LSTM
- LSTM stands for Long Short-Term Memory, a special type of Recurrent Neural Network (RNN) capable of learning long-term dependencies in sequential data, such as text, time series, speech, or any ordered data.
Why Do We Need LSTM?
In many real-world problems, especially involving sequences like:
- Predicting stock prices
- Understanding language
- Music generation
- Forecasting weather
…we need models that remember past information to make better predictions.
Imagine reading a sentence:
“The girl who loved books went to the library.”
To understand “went to the library,” the model needs to remember that it’s “the girl” who is doing the action.
- As we know, basic RNNs forget long-term dependencies due to a problem known as the vanishing gradient. This makes them poor at remembering things from earlier in a long sequence.
- LSTMs solve this problem using a gating mechanism that regulates the flow of information.
Controlling Memory by Multiple Gates
- All recurrent neural networks (RNNs) are made up of a sequence of repeating modules, which pass information from one step to the next.
- In a standard RNN, each of these modules has a very simple design, usually consisting of just one layer.
However,
- Long Short-Term Memory networks (LSTMs) also follow this chain-like structure, but each repeating module is more complex.

• Given entries:
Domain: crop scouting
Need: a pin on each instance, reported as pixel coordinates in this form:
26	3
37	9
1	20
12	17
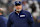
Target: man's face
18	7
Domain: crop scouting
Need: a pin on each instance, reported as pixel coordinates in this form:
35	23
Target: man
3	20
20	18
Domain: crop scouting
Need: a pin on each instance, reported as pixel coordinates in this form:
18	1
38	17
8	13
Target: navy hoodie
23	19
3	21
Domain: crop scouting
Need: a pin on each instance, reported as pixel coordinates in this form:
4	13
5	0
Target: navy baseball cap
18	3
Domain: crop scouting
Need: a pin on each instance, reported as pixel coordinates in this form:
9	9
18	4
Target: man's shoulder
26	12
11	13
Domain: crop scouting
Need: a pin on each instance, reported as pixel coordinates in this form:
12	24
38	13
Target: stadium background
33	6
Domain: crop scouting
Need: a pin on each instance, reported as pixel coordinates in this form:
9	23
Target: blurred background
33	6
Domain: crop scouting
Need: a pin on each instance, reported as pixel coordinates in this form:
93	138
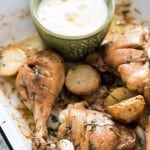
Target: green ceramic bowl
73	47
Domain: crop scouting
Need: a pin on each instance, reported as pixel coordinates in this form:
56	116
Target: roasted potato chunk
128	110
12	58
119	94
82	80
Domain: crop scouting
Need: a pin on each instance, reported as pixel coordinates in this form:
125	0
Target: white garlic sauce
72	17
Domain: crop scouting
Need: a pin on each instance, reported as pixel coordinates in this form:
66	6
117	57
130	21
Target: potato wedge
11	59
119	94
128	110
82	80
147	132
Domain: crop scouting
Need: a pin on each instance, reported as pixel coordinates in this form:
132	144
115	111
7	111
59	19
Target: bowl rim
72	37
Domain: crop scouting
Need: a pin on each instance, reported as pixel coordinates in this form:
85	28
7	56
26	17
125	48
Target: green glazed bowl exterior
73	47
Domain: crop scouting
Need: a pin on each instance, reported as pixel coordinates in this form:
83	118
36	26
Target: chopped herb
91	146
141	47
36	70
138	11
51	132
54	118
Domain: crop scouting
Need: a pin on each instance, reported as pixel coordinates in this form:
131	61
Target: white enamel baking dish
15	25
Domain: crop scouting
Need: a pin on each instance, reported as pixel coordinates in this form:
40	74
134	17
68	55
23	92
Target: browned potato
148	136
82	80
127	110
11	59
118	95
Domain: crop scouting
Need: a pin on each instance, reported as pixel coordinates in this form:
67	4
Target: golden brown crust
82	80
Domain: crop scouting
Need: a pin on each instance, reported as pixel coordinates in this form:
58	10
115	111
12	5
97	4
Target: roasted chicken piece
89	129
38	83
128	56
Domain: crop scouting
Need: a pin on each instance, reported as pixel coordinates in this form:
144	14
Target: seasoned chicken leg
128	56
38	83
89	129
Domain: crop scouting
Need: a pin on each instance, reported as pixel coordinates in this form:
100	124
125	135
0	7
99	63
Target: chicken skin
89	129
128	57
38	83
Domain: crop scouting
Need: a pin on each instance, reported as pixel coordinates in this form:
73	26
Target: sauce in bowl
72	17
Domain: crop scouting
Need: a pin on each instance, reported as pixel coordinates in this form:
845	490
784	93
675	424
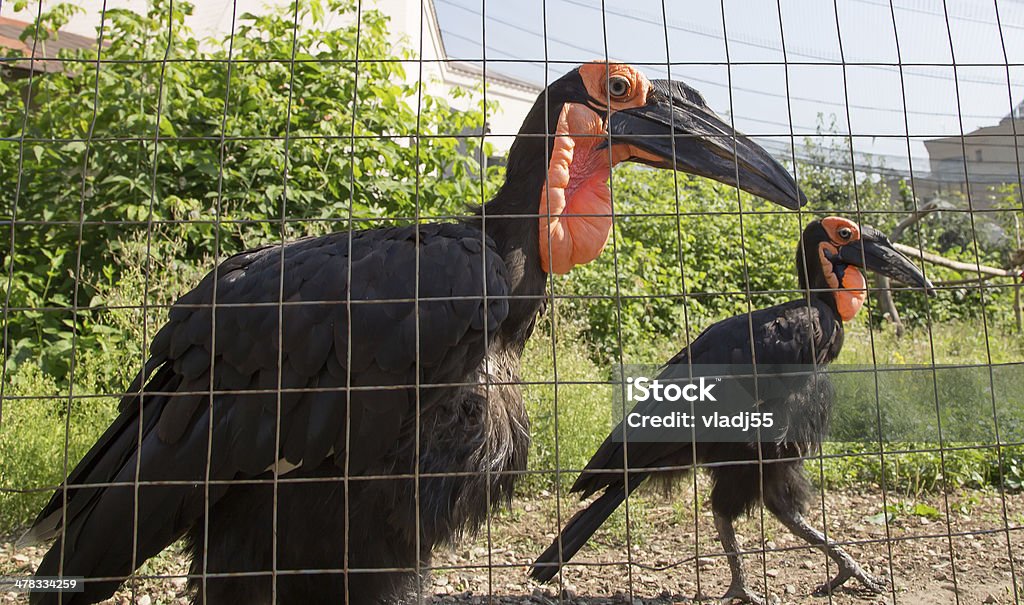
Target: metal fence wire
296	311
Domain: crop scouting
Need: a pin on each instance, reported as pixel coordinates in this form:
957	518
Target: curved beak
875	252
676	129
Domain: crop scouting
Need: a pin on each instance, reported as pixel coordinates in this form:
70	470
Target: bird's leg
738	588
847	566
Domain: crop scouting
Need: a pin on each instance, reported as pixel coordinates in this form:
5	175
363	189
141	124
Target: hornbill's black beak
678	128
873	251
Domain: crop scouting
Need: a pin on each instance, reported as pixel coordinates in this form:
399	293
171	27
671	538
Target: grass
568	420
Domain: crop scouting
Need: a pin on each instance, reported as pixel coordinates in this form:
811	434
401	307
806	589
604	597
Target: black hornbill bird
806	332
316	416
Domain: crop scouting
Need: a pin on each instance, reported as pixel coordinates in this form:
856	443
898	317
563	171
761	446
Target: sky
778	67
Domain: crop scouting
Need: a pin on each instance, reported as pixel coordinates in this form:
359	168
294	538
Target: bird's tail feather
580	528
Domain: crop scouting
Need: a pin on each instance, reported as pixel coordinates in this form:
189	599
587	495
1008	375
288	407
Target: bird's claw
741	594
875	585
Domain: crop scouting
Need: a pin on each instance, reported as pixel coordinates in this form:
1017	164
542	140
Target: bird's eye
619	86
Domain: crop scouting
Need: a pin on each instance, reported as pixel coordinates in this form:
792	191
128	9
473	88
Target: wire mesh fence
336	300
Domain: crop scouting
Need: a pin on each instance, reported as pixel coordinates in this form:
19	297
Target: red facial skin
851	292
576	203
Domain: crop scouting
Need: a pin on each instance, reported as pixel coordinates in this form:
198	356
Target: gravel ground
678	559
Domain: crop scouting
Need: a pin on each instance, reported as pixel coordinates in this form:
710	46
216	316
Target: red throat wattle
851	292
576	203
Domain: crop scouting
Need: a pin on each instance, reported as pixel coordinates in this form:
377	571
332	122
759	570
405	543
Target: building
214	18
979	162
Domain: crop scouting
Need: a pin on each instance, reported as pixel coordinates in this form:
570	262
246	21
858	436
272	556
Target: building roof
493	77
45	57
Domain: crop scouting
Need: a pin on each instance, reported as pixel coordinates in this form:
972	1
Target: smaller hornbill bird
800	333
316	416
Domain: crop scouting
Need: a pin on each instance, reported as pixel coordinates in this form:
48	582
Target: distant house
44	59
978	162
213	17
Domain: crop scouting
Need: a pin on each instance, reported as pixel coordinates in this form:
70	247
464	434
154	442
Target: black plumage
315	417
782	343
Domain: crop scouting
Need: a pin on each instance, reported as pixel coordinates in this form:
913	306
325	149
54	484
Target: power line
705	81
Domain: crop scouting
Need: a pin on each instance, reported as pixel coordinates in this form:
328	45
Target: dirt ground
677	559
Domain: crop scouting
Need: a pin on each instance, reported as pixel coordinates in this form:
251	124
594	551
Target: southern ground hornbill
775	341
315	417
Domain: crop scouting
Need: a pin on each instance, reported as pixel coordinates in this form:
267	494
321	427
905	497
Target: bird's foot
741	594
872	584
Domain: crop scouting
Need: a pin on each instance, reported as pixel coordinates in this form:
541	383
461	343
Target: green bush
212	150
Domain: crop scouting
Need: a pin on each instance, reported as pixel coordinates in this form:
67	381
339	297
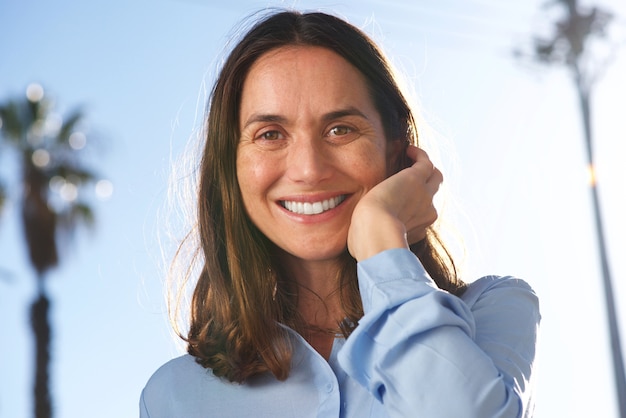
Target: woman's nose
309	161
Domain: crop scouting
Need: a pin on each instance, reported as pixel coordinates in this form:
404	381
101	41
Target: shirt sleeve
422	351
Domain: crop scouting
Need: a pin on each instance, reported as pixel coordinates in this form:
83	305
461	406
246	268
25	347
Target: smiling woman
324	289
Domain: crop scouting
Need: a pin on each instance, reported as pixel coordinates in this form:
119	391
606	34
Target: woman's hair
242	300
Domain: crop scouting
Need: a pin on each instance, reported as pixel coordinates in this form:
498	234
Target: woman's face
312	144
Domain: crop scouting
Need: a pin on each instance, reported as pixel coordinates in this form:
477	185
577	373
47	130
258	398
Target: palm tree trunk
616	346
41	331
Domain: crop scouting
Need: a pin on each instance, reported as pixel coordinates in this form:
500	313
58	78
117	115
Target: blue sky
506	134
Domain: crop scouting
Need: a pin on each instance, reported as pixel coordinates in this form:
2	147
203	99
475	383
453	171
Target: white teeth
312	208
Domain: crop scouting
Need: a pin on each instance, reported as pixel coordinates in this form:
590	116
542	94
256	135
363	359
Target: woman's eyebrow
335	114
348	111
260	117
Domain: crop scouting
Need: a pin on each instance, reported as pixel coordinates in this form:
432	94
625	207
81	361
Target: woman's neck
319	302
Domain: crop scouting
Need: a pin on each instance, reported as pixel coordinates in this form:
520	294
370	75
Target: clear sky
510	145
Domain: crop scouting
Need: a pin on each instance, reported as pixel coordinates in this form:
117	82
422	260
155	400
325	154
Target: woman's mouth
312	208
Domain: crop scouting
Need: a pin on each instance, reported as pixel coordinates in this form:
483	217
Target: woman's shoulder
503	289
180	371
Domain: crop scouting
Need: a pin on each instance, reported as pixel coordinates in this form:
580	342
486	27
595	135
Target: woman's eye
340	131
270	135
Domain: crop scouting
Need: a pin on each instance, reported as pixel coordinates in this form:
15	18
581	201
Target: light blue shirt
417	352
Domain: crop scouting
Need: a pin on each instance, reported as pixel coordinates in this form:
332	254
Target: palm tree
570	46
51	176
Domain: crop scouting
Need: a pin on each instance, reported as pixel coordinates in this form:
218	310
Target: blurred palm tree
571	45
51	175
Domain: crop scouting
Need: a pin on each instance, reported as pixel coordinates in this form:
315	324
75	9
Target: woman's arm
424	352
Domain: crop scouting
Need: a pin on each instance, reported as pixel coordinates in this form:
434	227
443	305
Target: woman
325	291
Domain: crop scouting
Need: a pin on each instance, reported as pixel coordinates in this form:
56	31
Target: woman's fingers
404	199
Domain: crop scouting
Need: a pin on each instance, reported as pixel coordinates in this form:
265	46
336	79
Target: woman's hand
397	211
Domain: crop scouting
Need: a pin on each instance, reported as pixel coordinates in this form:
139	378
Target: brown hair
241	302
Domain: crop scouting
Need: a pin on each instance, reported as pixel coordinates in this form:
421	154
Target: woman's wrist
374	231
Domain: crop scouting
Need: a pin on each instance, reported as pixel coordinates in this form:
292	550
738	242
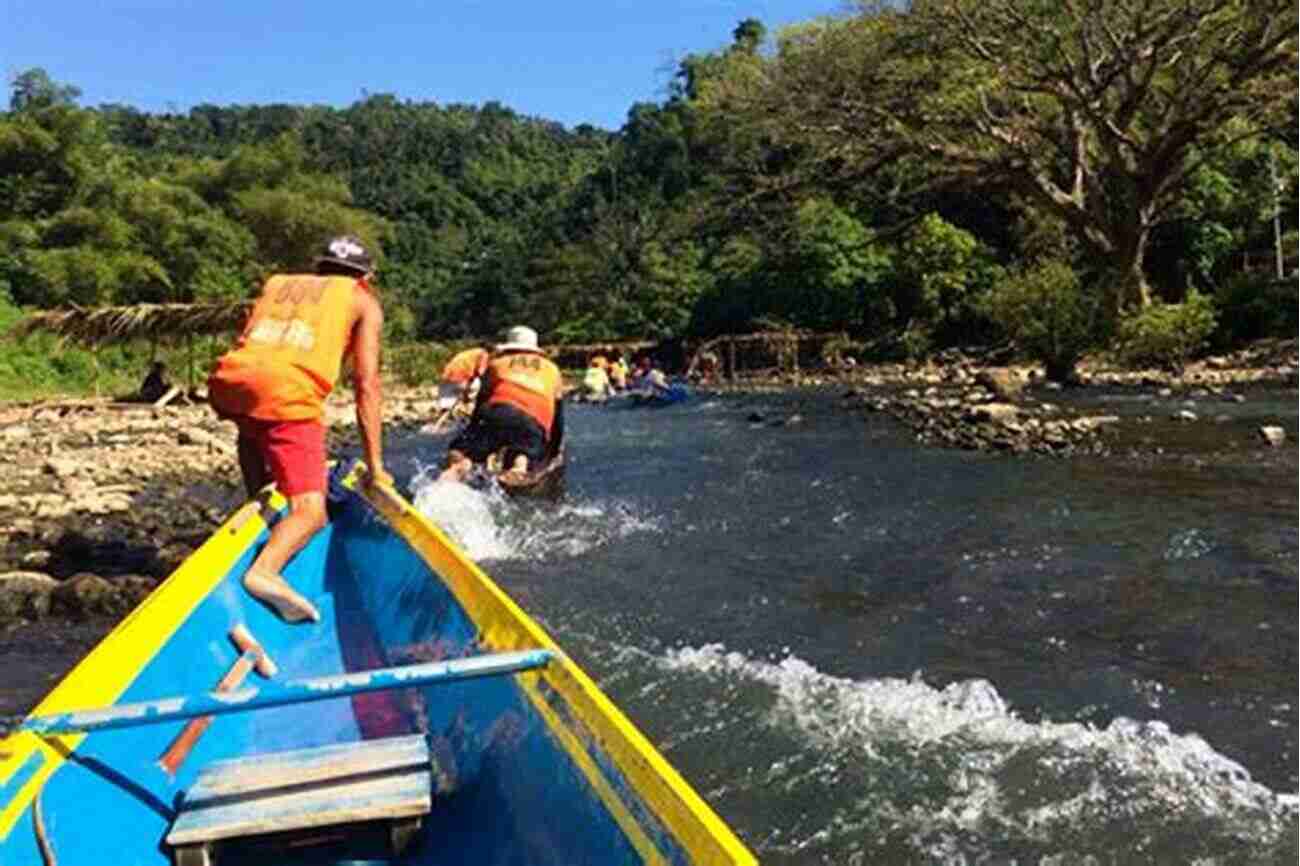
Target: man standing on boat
462	377
273	386
519	410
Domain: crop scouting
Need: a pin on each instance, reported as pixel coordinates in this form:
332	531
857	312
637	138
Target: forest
1061	177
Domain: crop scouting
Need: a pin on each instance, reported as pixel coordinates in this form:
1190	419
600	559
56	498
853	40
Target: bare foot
276	592
512	476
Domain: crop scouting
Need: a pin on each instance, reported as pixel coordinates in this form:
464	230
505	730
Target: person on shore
618	373
520	410
273	386
596	382
155	384
649	379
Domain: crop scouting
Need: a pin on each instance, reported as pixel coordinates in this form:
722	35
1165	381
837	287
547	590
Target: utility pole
1277	212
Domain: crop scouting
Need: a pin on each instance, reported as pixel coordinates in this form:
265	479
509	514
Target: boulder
85	596
25	593
1005	384
1002	412
1273	434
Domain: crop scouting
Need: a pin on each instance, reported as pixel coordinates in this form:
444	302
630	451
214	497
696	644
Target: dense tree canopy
884	172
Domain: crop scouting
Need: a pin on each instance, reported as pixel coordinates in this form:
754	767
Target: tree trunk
1132	289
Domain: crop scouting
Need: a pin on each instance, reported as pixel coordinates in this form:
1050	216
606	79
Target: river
861	650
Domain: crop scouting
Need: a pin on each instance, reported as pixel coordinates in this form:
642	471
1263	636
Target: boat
675	393
425	719
544	483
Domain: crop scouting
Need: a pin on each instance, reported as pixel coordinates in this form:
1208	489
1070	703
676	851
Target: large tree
1095	111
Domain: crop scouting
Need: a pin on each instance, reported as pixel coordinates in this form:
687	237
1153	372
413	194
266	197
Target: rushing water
861	650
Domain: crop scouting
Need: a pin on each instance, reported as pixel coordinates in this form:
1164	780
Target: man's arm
365	381
557	440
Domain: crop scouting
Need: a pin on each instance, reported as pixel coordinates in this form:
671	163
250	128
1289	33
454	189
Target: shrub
1165	334
1048	314
1253	306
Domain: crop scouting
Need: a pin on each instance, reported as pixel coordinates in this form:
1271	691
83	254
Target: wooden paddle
251	656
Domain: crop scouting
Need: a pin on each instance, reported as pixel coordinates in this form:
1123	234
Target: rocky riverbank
102	501
1014	410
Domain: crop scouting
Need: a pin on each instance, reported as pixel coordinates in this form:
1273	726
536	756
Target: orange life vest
290	353
528	381
464	366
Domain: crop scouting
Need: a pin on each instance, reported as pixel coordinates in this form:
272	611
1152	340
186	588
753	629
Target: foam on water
884	769
492	527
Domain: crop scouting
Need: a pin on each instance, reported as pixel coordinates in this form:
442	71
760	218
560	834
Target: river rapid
862	650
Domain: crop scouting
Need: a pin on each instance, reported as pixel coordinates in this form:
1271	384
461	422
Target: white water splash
466	514
960	778
490	527
1191	544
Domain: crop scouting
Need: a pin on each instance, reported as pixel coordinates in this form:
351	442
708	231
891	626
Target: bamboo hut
95	327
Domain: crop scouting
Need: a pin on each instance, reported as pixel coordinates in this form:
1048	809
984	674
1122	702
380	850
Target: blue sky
573	63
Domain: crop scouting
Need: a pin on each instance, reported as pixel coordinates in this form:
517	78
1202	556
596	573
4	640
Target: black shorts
499	425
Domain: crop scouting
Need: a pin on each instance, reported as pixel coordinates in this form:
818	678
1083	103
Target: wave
902	771
492	527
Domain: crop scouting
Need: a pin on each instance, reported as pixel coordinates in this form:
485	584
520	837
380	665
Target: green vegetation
1168	334
893	172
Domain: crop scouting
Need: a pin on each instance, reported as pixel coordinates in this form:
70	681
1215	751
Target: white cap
519	338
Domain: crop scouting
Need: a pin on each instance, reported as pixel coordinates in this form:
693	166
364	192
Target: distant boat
675	393
542	483
427	719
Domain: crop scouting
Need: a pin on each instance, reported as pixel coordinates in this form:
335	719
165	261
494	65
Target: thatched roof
163	323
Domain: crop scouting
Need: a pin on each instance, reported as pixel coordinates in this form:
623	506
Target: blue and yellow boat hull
531	767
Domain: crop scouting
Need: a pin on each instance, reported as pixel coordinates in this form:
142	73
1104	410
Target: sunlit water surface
861	650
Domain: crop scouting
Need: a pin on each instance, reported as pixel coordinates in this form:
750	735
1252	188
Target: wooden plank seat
369	789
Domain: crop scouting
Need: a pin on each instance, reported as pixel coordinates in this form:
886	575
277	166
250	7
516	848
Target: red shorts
294	451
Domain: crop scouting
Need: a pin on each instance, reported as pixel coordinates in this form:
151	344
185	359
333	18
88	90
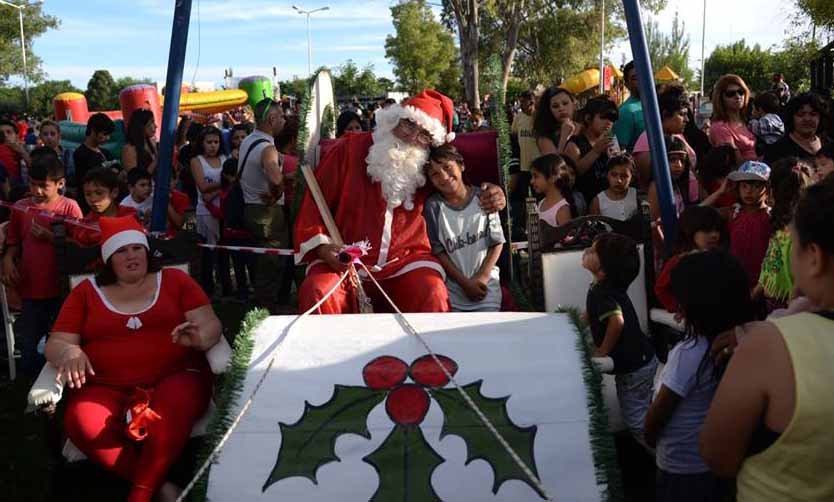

• Set exercise:
List every real-world problem that the LSTM text names as involving sequences. The items are separate material from the LSTM text.

• Final result:
- Predicting stock prices
- Understanding language
- Music generation
- Forecasting weather